GIVEN INSTRUCTION: Omit images. Retype all entries verbatim.

Pointing records:
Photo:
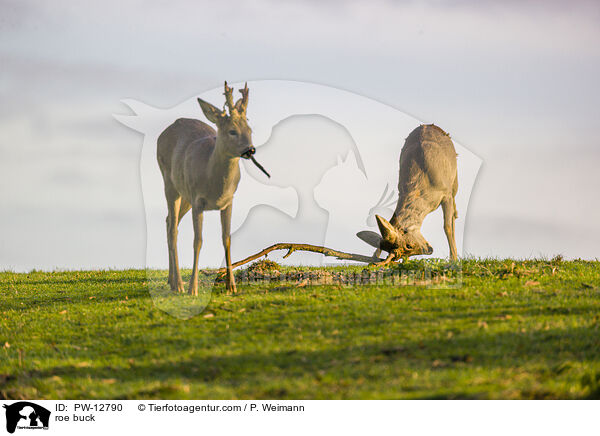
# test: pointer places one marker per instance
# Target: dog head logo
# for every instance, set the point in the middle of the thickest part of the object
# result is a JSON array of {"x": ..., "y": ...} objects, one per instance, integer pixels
[{"x": 26, "y": 415}]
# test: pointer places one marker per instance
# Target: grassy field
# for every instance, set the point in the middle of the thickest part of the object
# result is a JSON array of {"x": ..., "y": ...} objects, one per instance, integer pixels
[{"x": 512, "y": 330}]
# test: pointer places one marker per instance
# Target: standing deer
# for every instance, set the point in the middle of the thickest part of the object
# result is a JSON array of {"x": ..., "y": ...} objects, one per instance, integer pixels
[
  {"x": 427, "y": 179},
  {"x": 200, "y": 168}
]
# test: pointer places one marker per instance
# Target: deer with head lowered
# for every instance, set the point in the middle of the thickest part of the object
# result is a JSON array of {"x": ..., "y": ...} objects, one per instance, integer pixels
[
  {"x": 428, "y": 178},
  {"x": 200, "y": 169}
]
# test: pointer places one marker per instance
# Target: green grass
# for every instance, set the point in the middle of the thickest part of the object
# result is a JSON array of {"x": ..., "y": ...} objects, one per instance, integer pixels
[{"x": 513, "y": 329}]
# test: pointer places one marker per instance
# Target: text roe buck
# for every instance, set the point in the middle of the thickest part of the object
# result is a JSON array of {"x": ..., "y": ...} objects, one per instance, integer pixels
[
  {"x": 427, "y": 179},
  {"x": 200, "y": 169}
]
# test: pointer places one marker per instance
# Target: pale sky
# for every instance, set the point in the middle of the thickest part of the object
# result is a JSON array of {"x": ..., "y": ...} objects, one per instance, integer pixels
[{"x": 516, "y": 83}]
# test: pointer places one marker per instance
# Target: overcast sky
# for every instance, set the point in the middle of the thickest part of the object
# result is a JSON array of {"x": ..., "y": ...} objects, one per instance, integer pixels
[{"x": 515, "y": 82}]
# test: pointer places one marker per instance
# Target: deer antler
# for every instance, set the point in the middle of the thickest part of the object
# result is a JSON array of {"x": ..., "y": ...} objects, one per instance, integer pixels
[
  {"x": 242, "y": 103},
  {"x": 229, "y": 98}
]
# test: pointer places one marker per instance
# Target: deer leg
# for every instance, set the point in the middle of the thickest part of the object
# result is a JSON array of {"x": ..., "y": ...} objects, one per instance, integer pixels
[
  {"x": 449, "y": 208},
  {"x": 183, "y": 209},
  {"x": 173, "y": 204},
  {"x": 226, "y": 234},
  {"x": 197, "y": 215}
]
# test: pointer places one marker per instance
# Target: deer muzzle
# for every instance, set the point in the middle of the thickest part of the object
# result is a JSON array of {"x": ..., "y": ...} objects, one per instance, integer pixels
[{"x": 247, "y": 154}]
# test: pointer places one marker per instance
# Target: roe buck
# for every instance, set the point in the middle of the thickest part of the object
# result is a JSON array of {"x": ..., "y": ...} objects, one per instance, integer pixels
[
  {"x": 200, "y": 168},
  {"x": 427, "y": 179}
]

WRITTEN SOLUTION:
Photo:
# test: pointer places one marker per instance
# Target: dog head logo
# for every instance, set the point in the middle of the thickest part of the object
# result is a JSON array of {"x": ..., "y": ...} objects, one per instance, integer pixels
[{"x": 26, "y": 415}]
# test: pointer places one marker per instance
# Target: grassy field
# for every instance, set the point in the middle of the thickest part of the object
# result is a JSON array of {"x": ..., "y": ...} objects, one per instance, integer pixels
[{"x": 512, "y": 330}]
# test: pointer places one marker per instance
# Target: standing deer
# for every instance, set the point in the middle of the thickest part of the object
# result is a JSON array of {"x": ..., "y": ...} objects, one per instance, integer pixels
[
  {"x": 427, "y": 179},
  {"x": 200, "y": 168}
]
# test: pointer places one marker per instance
# Target: deer with head lowered
# for every instance, set the point in the middle of the thickest part of the object
# result is a JSON array of {"x": ..., "y": ...} objects, one per instance, integer pixels
[
  {"x": 428, "y": 178},
  {"x": 200, "y": 169}
]
# test: pointer places one marker per instance
# Target: green grass
# for every instance, set the point in the middle of the thickest part of the object
# result is a JSON array of {"x": ..., "y": ...} objects, one per instance, integer pixels
[{"x": 513, "y": 329}]
# test: pointer places one marker per instance
# Target: text roe buck
# for every instance, set the point in the middle of the thickest part of the object
# result is a JSON array of {"x": ..., "y": ...} objects, one per instance, integer pixels
[
  {"x": 427, "y": 179},
  {"x": 200, "y": 169}
]
# test: pointer places one marker per instance
# Target: pale sky
# for every instance, set the point in the middle of the thickest part of the object
# result is a JSON array of {"x": ..., "y": ...} objects, one per instance, integer pixels
[{"x": 516, "y": 83}]
# test: pointer places one marker per instance
# Target: overcast sky
# for every instance, set the point in the middle of the thickest part of the object
# result is a JSON array of {"x": ..., "y": ...} objects, one per instance, integer pixels
[{"x": 515, "y": 82}]
# test: pointer places one marker per instance
# Target: deer antler
# for every instance, set the point in the middle of the thickest part of the object
# result is a JSON array of {"x": ..., "y": ...} objects, one per instance, integer pixels
[
  {"x": 242, "y": 103},
  {"x": 229, "y": 98}
]
# test: pointer places one marker per instance
# Target: deer leg
# for every instance, set the point in the middle of the thickest part of the object
# result is a JSON array of {"x": ..., "y": ...} objects, one per instance, integer pixels
[
  {"x": 449, "y": 208},
  {"x": 183, "y": 209},
  {"x": 173, "y": 204},
  {"x": 226, "y": 234},
  {"x": 197, "y": 215}
]
# test: pointer places one marker per instance
# Target: deer muzzle
# for every instance, set the point in the middle of the thickest part of the object
# result is a JSON array of {"x": ..., "y": ...} objects, one per instance, integer pixels
[{"x": 247, "y": 154}]
# test: pointer places one marker per instance
# Target: roe buck
# for every instance, set the point in the middle of the thickest part of the object
# result is a JSON array of {"x": ..., "y": ...} objects, one per instance, integer pixels
[
  {"x": 200, "y": 168},
  {"x": 427, "y": 179}
]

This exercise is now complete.